AVAILABLE DATA start

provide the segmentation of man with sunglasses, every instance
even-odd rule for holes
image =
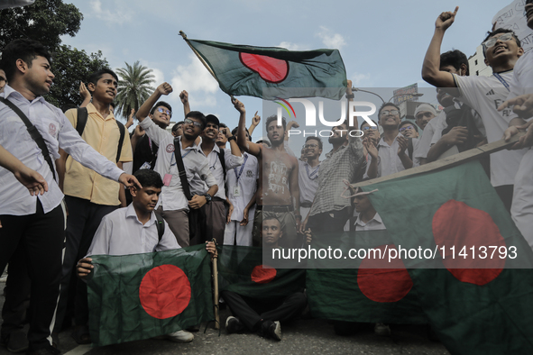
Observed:
[[[510,93],[516,62],[524,54],[519,40],[510,30],[490,32],[482,42],[485,62],[491,66],[491,77],[460,77],[439,69],[440,46],[446,31],[452,25],[458,11],[442,13],[435,23],[435,33],[429,43],[422,77],[427,83],[446,88],[453,96],[473,108],[482,117],[489,143],[503,136],[510,121],[512,109],[501,105]],[[491,155],[491,182],[506,208],[510,210],[514,178],[524,151],[501,150]]]
[[[139,108],[137,118],[141,128],[146,131],[148,137],[160,147],[153,169],[163,177],[164,186],[156,206],[156,213],[169,223],[169,227],[178,240],[178,244],[188,247],[189,245],[188,211],[190,208],[199,209],[210,202],[212,196],[218,191],[218,186],[209,170],[207,159],[195,142],[206,127],[206,116],[202,113],[198,111],[188,113],[183,123],[183,134],[176,138],[167,130],[155,124],[151,118],[147,118],[152,106],[161,95],[166,96],[171,92],[172,86],[170,84],[160,85]],[[179,151],[175,151],[175,139],[179,141]],[[207,193],[194,195],[189,201],[187,200],[181,187],[176,154],[181,156],[187,180],[191,181],[195,175],[198,175],[207,186]],[[192,187],[190,190],[192,194]]]

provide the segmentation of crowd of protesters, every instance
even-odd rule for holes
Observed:
[[[533,4],[526,10],[533,28]],[[2,341],[12,351],[59,353],[58,333],[73,323],[76,341],[89,343],[83,278],[91,272],[91,255],[204,243],[216,253],[211,241],[294,248],[311,235],[384,229],[365,194],[356,192],[354,201],[342,196],[344,180],[389,176],[519,131],[526,133],[512,150],[492,153],[483,164],[533,246],[533,93],[527,88],[532,57],[511,30],[498,29],[482,41],[493,75],[470,76],[464,53],[440,50],[456,13],[437,17],[422,68],[444,109],[419,105],[410,122],[401,120],[398,105],[384,103],[373,124],[352,127],[346,121],[333,127],[333,148],[323,160],[319,137],[308,137],[299,157],[288,149],[287,132],[298,123],[279,124],[277,116],[265,120],[268,140],[252,141],[261,117],[256,113],[247,122],[244,105],[234,98],[234,128],[192,111],[187,91],[179,94],[183,114],[178,114],[160,100],[174,89],[168,83],[132,112],[124,127],[114,115],[118,77],[110,69],[87,77],[80,86],[83,104],[63,114],[42,97],[54,78],[45,47],[31,40],[11,42],[0,63],[0,271],[9,265]],[[354,97],[349,80],[346,97]],[[183,120],[169,131],[176,115]],[[345,133],[357,129],[363,139]],[[166,227],[162,236],[160,223]],[[299,293],[262,314],[239,295],[223,296],[234,314],[228,332],[249,329],[276,340],[281,339],[279,321],[306,305]],[[391,332],[386,324],[375,329]],[[185,330],[167,336],[194,338]]]

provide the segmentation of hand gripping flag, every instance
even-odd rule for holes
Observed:
[[[338,50],[295,51],[188,40],[180,34],[227,95],[274,99],[264,97],[262,89],[295,97],[294,91],[285,89],[306,88],[306,96],[338,100],[345,93],[346,69]]]
[[[91,258],[95,269],[87,288],[95,345],[152,338],[214,319],[204,245]]]
[[[362,185],[376,188],[369,197],[394,244],[425,250],[401,258],[446,349],[533,353],[533,253],[481,165]]]

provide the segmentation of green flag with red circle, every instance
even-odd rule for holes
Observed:
[[[533,252],[477,161],[363,187],[453,354],[533,353]],[[532,224],[533,225],[533,224]]]
[[[164,335],[215,319],[210,257],[204,245],[91,258],[89,331],[96,346]]]
[[[346,69],[338,50],[288,50],[210,41],[186,40],[200,56],[228,95],[264,97],[263,88],[276,96],[294,97],[288,88],[308,88],[309,96],[340,99],[346,87]],[[327,88],[331,90],[327,90]],[[313,90],[314,89],[314,90]],[[284,92],[286,94],[284,94]]]

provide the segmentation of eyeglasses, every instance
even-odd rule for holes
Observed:
[[[486,49],[492,47],[498,41],[502,42],[512,40],[512,33],[504,33],[500,37],[492,37],[482,42],[482,44]]]
[[[397,114],[400,114],[400,111],[398,111],[398,110],[391,110],[391,111],[387,110],[387,111],[381,111],[381,113],[380,114],[380,116],[386,116],[386,115],[388,115],[388,114],[392,114],[392,115],[394,115],[394,116],[395,116],[395,115],[397,115]]]
[[[409,126],[401,127],[399,131],[403,133],[405,130],[414,130],[414,129],[415,129],[415,127],[409,125]]]
[[[166,109],[164,109],[162,107],[158,108],[157,111],[158,112],[161,112],[161,114],[167,114],[167,115],[172,117],[172,111],[166,110]]]
[[[196,121],[191,120],[190,118],[186,118],[185,121],[183,121],[183,125],[186,125],[186,124],[193,124],[195,127],[202,128],[201,122],[196,122]]]
[[[430,112],[424,112],[424,113],[420,113],[420,114],[417,114],[416,119],[421,120],[423,117],[431,118],[431,117],[435,117],[435,116]]]

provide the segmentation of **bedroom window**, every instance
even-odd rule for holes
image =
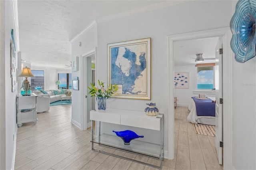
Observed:
[[[215,87],[214,66],[197,67],[197,89],[210,89]]]

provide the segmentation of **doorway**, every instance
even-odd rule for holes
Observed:
[[[91,126],[90,119],[90,112],[95,109],[95,97],[91,97],[88,94],[87,87],[90,86],[91,83],[95,81],[96,48],[92,49],[82,55],[81,67],[81,125],[82,130],[86,130]]]
[[[223,127],[224,137],[224,142],[231,143],[225,146],[224,148],[224,168],[230,169],[232,164],[232,53],[230,47],[229,42],[231,40],[231,33],[229,28],[214,30],[209,31],[196,32],[184,34],[170,36],[168,39],[168,72],[169,75],[169,101],[170,103],[168,113],[168,158],[174,159],[174,42],[177,41],[194,39],[207,38],[212,37],[220,37],[223,42],[223,98],[224,99],[225,107],[224,108],[223,121],[225,125]],[[230,87],[230,85],[231,87]]]

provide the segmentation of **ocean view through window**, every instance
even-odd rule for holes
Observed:
[[[58,80],[60,84],[58,85],[59,89],[72,89],[72,74],[68,73],[59,73],[58,74]]]
[[[35,77],[31,77],[31,90],[35,90],[36,86],[41,86],[42,90],[44,89],[44,71],[31,70]]]
[[[197,67],[197,89],[213,89],[215,82],[214,66]]]

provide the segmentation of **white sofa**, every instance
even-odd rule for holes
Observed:
[[[71,91],[70,89],[56,89],[56,90],[38,90],[33,91],[32,93],[34,93],[37,95],[41,96],[48,97],[50,95],[50,103],[58,101],[61,99],[61,96],[66,95],[65,92],[66,91]],[[45,93],[46,94],[44,94]]]
[[[40,113],[50,110],[50,95],[36,95],[37,113]]]

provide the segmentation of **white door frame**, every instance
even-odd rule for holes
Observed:
[[[87,68],[86,67],[84,66],[82,67],[82,65],[84,63],[84,60],[86,59],[86,57],[89,57],[92,54],[95,54],[95,61],[96,61],[96,47],[94,47],[86,52],[84,54],[81,55],[81,81],[80,83],[81,85],[86,85],[87,81],[86,79],[84,79],[87,75]],[[86,73],[85,74],[85,73]],[[95,75],[96,74],[96,71],[95,71]],[[81,85],[81,130],[84,130],[87,128],[87,105],[84,105],[86,101],[87,101],[87,99],[85,98],[85,95],[87,95],[87,87],[86,85]],[[88,96],[90,97],[90,96]]]
[[[233,60],[234,54],[230,47],[232,34],[229,28],[210,30],[168,36],[168,73],[169,105],[168,110],[168,136],[169,159],[174,157],[174,56],[173,42],[188,39],[210,37],[221,37],[223,44],[223,168],[233,169],[232,128],[232,79]]]

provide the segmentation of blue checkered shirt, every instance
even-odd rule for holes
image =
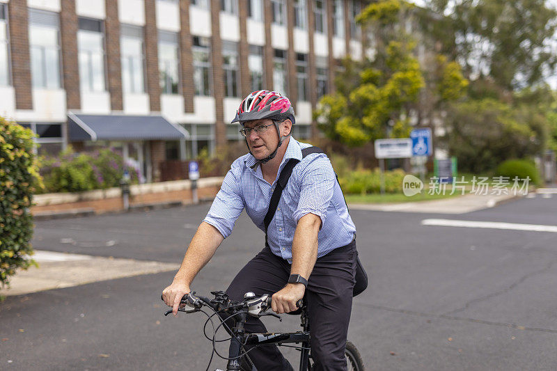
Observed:
[[[265,232],[263,219],[278,175],[288,159],[297,159],[300,162],[294,167],[269,225],[267,237],[271,251],[292,263],[294,231],[299,219],[309,213],[321,218],[317,258],[350,243],[356,227],[348,214],[333,166],[322,153],[313,153],[302,159],[302,148],[310,146],[290,138],[272,184],[263,178],[260,166],[250,168],[256,162],[253,156],[247,154],[237,159],[204,221],[214,226],[226,238],[245,207],[256,226]]]

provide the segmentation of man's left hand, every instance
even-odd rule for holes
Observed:
[[[293,312],[298,309],[296,302],[304,297],[306,286],[302,283],[288,283],[273,295],[271,308],[278,314]]]

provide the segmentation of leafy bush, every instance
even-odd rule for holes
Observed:
[[[35,186],[41,186],[33,155],[33,134],[0,118],[0,287],[8,285],[17,268],[34,264],[33,217],[29,207]]]
[[[530,177],[530,182],[539,185],[541,182],[540,173],[535,165],[525,159],[511,159],[507,160],[497,167],[496,174],[498,175],[509,177],[512,182],[515,177],[519,179],[526,179]]]
[[[118,187],[126,170],[132,182],[138,182],[139,169],[124,164],[113,150],[79,154],[71,147],[58,157],[44,159],[40,169],[47,192],[81,192]]]
[[[402,189],[402,180],[405,173],[400,169],[385,171],[385,192],[400,193]],[[378,194],[381,191],[381,173],[378,168],[356,170],[339,177],[340,187],[346,194],[364,195]]]

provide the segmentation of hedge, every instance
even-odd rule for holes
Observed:
[[[33,152],[34,134],[0,117],[0,287],[9,286],[18,268],[35,262],[33,217],[29,207],[36,187],[41,187]]]

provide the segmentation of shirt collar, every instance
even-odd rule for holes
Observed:
[[[288,146],[286,148],[286,152],[284,153],[284,157],[278,168],[281,168],[284,164],[290,159],[296,159],[299,161],[301,161],[301,148],[300,148],[298,141],[295,139],[292,136],[290,136],[290,140],[288,141]],[[252,170],[251,168],[256,164],[256,158],[253,155],[249,155],[247,159],[244,161],[244,164],[246,166],[249,168],[250,170]],[[252,170],[252,171],[253,170]]]

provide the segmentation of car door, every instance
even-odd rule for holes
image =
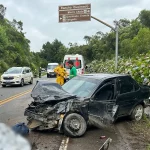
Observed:
[[[118,115],[126,116],[130,114],[140,98],[140,87],[130,76],[119,77],[117,85],[118,96],[116,103],[119,106]]]
[[[100,126],[112,123],[118,106],[116,105],[116,80],[105,82],[89,102],[89,120]]]

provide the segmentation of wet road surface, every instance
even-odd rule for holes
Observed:
[[[48,80],[55,82],[55,79]],[[23,90],[29,90],[30,88],[33,88],[34,84],[24,86],[23,88],[2,88],[3,92],[0,88],[0,91],[1,94],[4,95],[3,98],[8,98],[9,96],[13,95],[13,92],[23,92]],[[31,103],[31,101],[32,98],[30,97],[30,93],[27,93],[26,95],[16,98],[3,105],[0,103],[0,122],[6,123],[10,126],[18,122],[26,123],[24,110],[28,104]],[[100,139],[100,136],[106,136],[107,138],[112,138],[110,150],[132,150],[130,144],[128,144],[128,141],[126,140],[127,136],[124,135],[124,122],[122,121],[112,125],[109,129],[98,129],[91,127],[81,138],[67,138],[55,131],[31,131],[28,139],[33,146],[33,150],[99,150],[100,146],[106,140]],[[63,149],[61,149],[60,145],[62,141],[66,139],[68,139],[68,143]]]

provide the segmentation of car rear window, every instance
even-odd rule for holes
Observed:
[[[74,64],[74,66],[76,67],[76,69],[79,69],[81,68],[81,60],[71,60]],[[69,69],[69,66],[68,66],[68,60],[65,60],[65,64],[64,64],[64,67],[66,69]]]

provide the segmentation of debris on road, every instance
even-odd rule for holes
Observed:
[[[7,125],[0,123],[0,149],[31,150],[31,146],[25,138],[16,134]]]
[[[105,139],[106,138],[106,136],[100,136],[100,139]]]

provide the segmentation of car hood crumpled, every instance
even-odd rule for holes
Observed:
[[[64,91],[57,83],[41,80],[37,81],[31,92],[31,97],[35,102],[45,103],[49,101],[68,100],[76,96]]]

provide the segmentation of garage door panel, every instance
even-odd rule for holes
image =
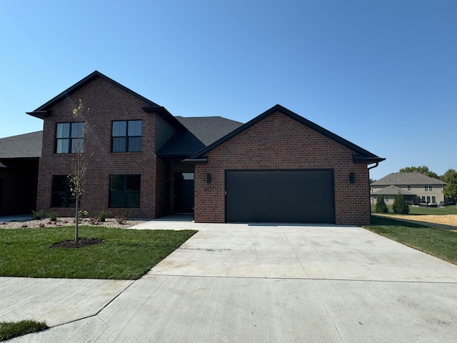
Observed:
[[[227,222],[334,223],[333,171],[227,171]]]

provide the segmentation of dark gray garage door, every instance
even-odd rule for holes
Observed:
[[[333,172],[226,171],[227,222],[335,223]]]

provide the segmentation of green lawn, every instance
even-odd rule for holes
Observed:
[[[375,205],[371,204],[371,212],[376,213],[374,210]],[[388,214],[396,214],[393,212],[392,205],[387,205]],[[409,207],[409,214],[411,216],[422,216],[425,214],[433,215],[444,215],[444,214],[457,214],[457,209],[454,205],[445,206],[444,207],[418,207],[416,206]],[[404,215],[404,214],[402,214]]]
[[[74,227],[0,229],[0,276],[136,279],[195,232],[82,226],[80,238],[104,242],[76,249],[50,247],[72,239]]]
[[[372,216],[365,229],[457,264],[457,232]]]
[[[21,320],[19,322],[0,322],[0,341],[6,341],[24,334],[38,332],[48,329],[44,322]]]

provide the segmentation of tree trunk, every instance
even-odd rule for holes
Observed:
[[[79,194],[77,194],[76,197],[75,197],[75,198],[76,198],[76,203],[74,205],[74,209],[75,209],[75,222],[74,222],[74,240],[75,242],[78,242],[78,239],[79,239],[79,218],[78,218],[78,212],[79,212]]]

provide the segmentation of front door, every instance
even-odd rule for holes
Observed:
[[[194,213],[194,173],[175,173],[174,213]]]

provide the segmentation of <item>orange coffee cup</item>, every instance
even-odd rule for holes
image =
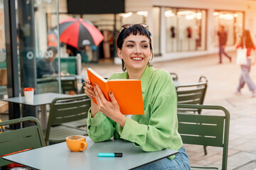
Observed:
[[[86,149],[87,144],[86,137],[82,135],[73,135],[66,137],[68,149],[72,152],[80,152]]]

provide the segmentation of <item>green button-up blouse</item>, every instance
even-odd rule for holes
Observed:
[[[127,72],[123,72],[114,74],[109,79],[127,78]],[[112,137],[121,138],[145,152],[179,149],[183,143],[178,132],[177,96],[171,75],[166,71],[146,67],[141,81],[145,114],[127,118],[122,128],[101,112],[91,118],[89,110],[90,137],[95,142],[110,140]]]

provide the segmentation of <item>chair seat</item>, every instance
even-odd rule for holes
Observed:
[[[71,135],[86,135],[87,132],[79,128],[59,125],[50,128],[49,142],[58,143],[65,141],[65,137]]]
[[[210,170],[210,169],[218,169],[218,168],[215,168],[215,167],[196,167],[196,166],[191,166],[191,170]]]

AVAILABLE DATA end

◆ DIRECTIONS: Print the lines of the entries above exactly as they appear, starting with the line containing "provide the segmentation of **doorway**, every" and continuing through the line containing "[[[40,113],[50,110],[50,95],[36,95],[37,113]]]", with both of those lines included.

◆ SOLUTION FOR THIS EXERCISE:
provide the segmentation of **doorway**, every instance
even-odd rule for holes
Observed:
[[[91,126],[90,119],[90,112],[95,109],[95,97],[91,97],[88,94],[87,87],[90,86],[91,83],[95,81],[96,48],[92,49],[82,55],[81,67],[81,125],[82,130],[86,130]]]
[[[223,127],[224,137],[224,142],[231,143],[225,146],[224,148],[224,168],[230,169],[232,164],[232,53],[230,47],[229,42],[231,40],[231,33],[229,28],[214,30],[209,31],[196,32],[184,34],[170,36],[168,39],[168,72],[169,75],[169,101],[170,103],[168,113],[168,158],[174,159],[174,42],[177,41],[194,39],[207,38],[212,37],[220,37],[223,42],[223,98],[224,99],[225,107],[224,108],[223,121],[225,125]],[[230,87],[230,85],[231,87]]]

provide the segmentation of **ocean view through window**, every instance
even-odd rule for holes
Observed:
[[[58,80],[60,84],[58,85],[59,89],[72,89],[72,74],[68,73],[59,73],[58,74]]]
[[[35,77],[31,77],[31,90],[35,90],[36,86],[41,86],[42,90],[44,89],[44,71],[31,70]]]
[[[197,67],[197,89],[213,89],[215,82],[214,66]]]

provide the segmentation of **white sofa**, every instance
even-odd rule for holes
Observed:
[[[71,91],[70,89],[56,89],[56,90],[38,90],[33,91],[32,93],[34,93],[37,95],[41,96],[48,97],[50,95],[50,103],[58,101],[61,99],[61,96],[66,95],[65,92],[66,91]],[[45,93],[46,94],[44,94]]]
[[[40,113],[50,110],[50,95],[36,95],[37,113]]]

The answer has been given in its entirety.